Tarefas a realizar ->
1. No texto sobre o planejamento participativo do Brasil, quantas pessoas acessaram a plataforma?
2. Retome o texto sobre o planejamento participativo do Brasil a partir do ponto em que ele para.

Texto de origem ->
----

Além disso, a reportagem explora algumas recomendações da pesquisadora Luiza Jardim para que os processos participativos no país consigam ampliar sua representatividade social e garantir maior impacto das contribuições da população na formulação de políticas públicas.
A íntegra da matéria, traduzida para o português, pode ser conferida abaixo.
Clique aqui para acessar a reportagem original, em inglês.
Tradução:
Superando a exclusão digital: lições do processo de planejamento participativo do Brasil
Para muitos, a democracia parece um navio preso em águas turbulentas, seus passageiros ansiando por um porto seguro onde suas vozes importam, mas inseguros se tal destino existe. Muitos governos e sociedades civis lutam para navegar na tempestade do desengajamento público e da desconfiança institucional, em busca de alternativas viáveis para aprofundar a participação pública.
Em meio a esses desafios, o Brasil mostra uma visão de como poderia ser a institucionalização da democracia participativa em nível nacional. A experiência recente do Brasil fornece um estudo de caso convincente, talvez até mesmo um farol — demonstrando tanto o potencial quanto as complexidades de escalar a participação digital para envolver milhões na formulação de políticas.
A participação digital está transformando a maneira como os governos se engajam com os cidadãos. No Brasil, a Plataforma Brasil Participativo foi uma iniciativa inovadora que permitiu que mais de 1,5 milhão de pessoas ajudassem a moldar seu plano plurianual. No entanto, como acontece com muitos esforços de democracia digital, questões de representação, acessibilidade e impacto surgiram.
Luiza Jardim, nossa coordenadora de programa, conduziu um estudo como parte do programa de pesquisa Cátedras Brasil para explorar os pontos fortes e lacunas desse processo participativo e propôs recomendações importantes para aprimorar futuros esforços de participação digital.
Processo de participação digital do Brasil
Como símbolo dos esforços do Brasil para reconstruir a democracia participativa após um retrocesso democrático, o Governo Federal lançou em 2023 um processo de planejamento nacional participativo — a elaboração do plano plurianual do país que orienta suas prioridades para os 4 anos seguintes. Falamos brevemente sobre isso neste post do blog na época.
Originalmente decorrente dos planos de ação da OGP, o processo teve números extraordinários: mais de 4 milhões de pessoas acessaram a plataforma, e quase 1,5 milhão de pessoas participaram — culminando no maior processo participativo digital do país e provavelmente do mundo. Mas, apesar dos números impressionantes, os participantes eram representativos da população?

----

Dados registrados ->
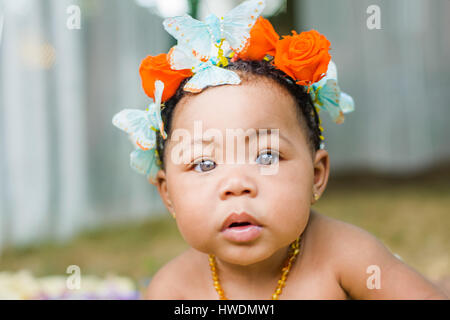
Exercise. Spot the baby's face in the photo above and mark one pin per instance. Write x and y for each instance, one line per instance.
(203, 195)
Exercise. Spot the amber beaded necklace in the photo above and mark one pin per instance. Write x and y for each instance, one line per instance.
(281, 283)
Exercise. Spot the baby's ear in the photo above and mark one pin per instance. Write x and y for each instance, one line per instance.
(321, 171)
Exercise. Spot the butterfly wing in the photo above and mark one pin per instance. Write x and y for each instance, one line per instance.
(181, 57)
(159, 88)
(190, 32)
(211, 76)
(346, 103)
(135, 123)
(329, 97)
(154, 117)
(144, 162)
(237, 23)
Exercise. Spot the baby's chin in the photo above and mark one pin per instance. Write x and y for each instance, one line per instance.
(244, 254)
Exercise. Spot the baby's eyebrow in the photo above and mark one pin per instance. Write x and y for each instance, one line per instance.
(255, 132)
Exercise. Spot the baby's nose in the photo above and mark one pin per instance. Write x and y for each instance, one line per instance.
(237, 184)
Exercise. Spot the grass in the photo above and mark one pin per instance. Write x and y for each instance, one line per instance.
(411, 217)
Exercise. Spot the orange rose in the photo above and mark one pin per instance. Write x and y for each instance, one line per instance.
(263, 40)
(304, 56)
(158, 68)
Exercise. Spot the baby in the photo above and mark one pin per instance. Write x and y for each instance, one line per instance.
(249, 222)
(206, 198)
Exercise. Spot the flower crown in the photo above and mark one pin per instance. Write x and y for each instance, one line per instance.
(204, 48)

----

Em resposta ->
1. Mais de 4 milhões de pessoas.

2.
Principais insights da pesquisa
O estudo descobriu:
- Alto engajamento, mas desigualdades persistentes – As mulheres foram mais ativas na votação, mas os homens propuseram mais ideias de políticas. A idade também influenciou a participação, com usuários mais jovens se engajando mais na votação, enquanto os participantes mais velhos moldaram as propostas.
- Barreiras à acessibilidade – A exclusão digital limitou o alcance da iniciativa, especialmente para grupos de baixa renda.
- Falta de deliberação – A plataforma permitiu a votação, mas restringiu a discussão, limitando o desenvolvimento colaborativo de ideias.
9 recomendações para participação digital inclusiva
Para construir uma participação digital mais forte, a pesquisa de Jardim sugere:
- Melhor coleta de dados: os governos devem monitorar a demografia dos participantes para garantir a representação.
- Participação combinada on-line e off-line: eventos como assembleias públicas devem incluir pontos de acesso digital no local para reduzir a exclusão digital.
- Integração de dispositivos móveis e mensagens: permitir a participação via WhatsApp ou Telegram pode aumentar o engajamento, conhecendo as pessoas onde elas já estão.
- IA para melhorar propostas: ferramentas baseadas em IA podem detectar propostas duplicadas e incentivar a colaboração entre proponentes, reduzindo o número de propostas semelhantes que provavelmente não serão consideradas.
- Recursos interativos: as plataformas devem permitir comentários e discussões, não apenas votos, para aumentar a deliberação e a comunicação entre os participantes.
- Workshops descentralizados: workshops presenciais da comunidade local para discutir o processo participativo e desenvolver propostas podem trazer vozes excluídas para o espaço digital.
- Hubs de WiFi para participação: bibliotecas, centros comunitários e escolas podem servir como hubs de conectividade, nos quais haveria WiFi e também folhetos ensinando as pessoas a acessar a plataforma e participar.
- Estratégias de comunicação inclusivas: os governos devem envolver as comunidades-alvo na elaboração de estratégias de divulgação para garantir que elas sejam representadas, apesar das barreiras da exclusão digital.
- Maior coordenação governamental: os ministérios devem integrar melhor a contribuição pública na tomada de decisões.
O estudo completo está disponível em português e pode ser acessado aqui .
O modelo de participação digital do Brasil pode funcionar globalmente?
A experiência do Brasil com a Plataforma Brasil Participativo oferece insights valiosos, mas até que ponto essas descobertas se aplicam a outros países?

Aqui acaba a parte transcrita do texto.